##### MATERIAL PROVIDED
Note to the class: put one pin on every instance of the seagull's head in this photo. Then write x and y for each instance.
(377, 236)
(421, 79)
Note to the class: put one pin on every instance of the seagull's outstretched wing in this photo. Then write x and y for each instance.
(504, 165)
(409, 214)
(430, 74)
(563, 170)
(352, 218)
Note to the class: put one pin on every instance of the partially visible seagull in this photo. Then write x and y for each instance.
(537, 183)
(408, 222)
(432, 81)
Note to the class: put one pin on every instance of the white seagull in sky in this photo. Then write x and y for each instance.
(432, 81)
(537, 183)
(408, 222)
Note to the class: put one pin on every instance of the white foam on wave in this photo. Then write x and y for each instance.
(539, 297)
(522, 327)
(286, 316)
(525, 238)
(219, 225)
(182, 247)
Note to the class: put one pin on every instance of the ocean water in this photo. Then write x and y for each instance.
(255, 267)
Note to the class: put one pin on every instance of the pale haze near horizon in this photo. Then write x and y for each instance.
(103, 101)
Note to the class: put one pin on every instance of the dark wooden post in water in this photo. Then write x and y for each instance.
##########
## DO THIS
Output, unchanged, the lines from the line with "the white foam" through the final line of the material.

## RESULT
Note to the class: put one pin on every instance of the white foam on wave in this photo. Then write x and y for each instance.
(539, 297)
(522, 327)
(286, 316)
(525, 238)
(219, 225)
(182, 247)
Note to the class: put one pin on every instance of the ocean water in this photo. Then write x and y for each instance.
(255, 267)
Note to the class: put one pin on every instance of the pale haze near horizon in this photo. Then write x and y for each instance.
(103, 101)
Note to the class: put one pin on every instance of the dark wooden post in water in this photo. Then write x and y for each instance.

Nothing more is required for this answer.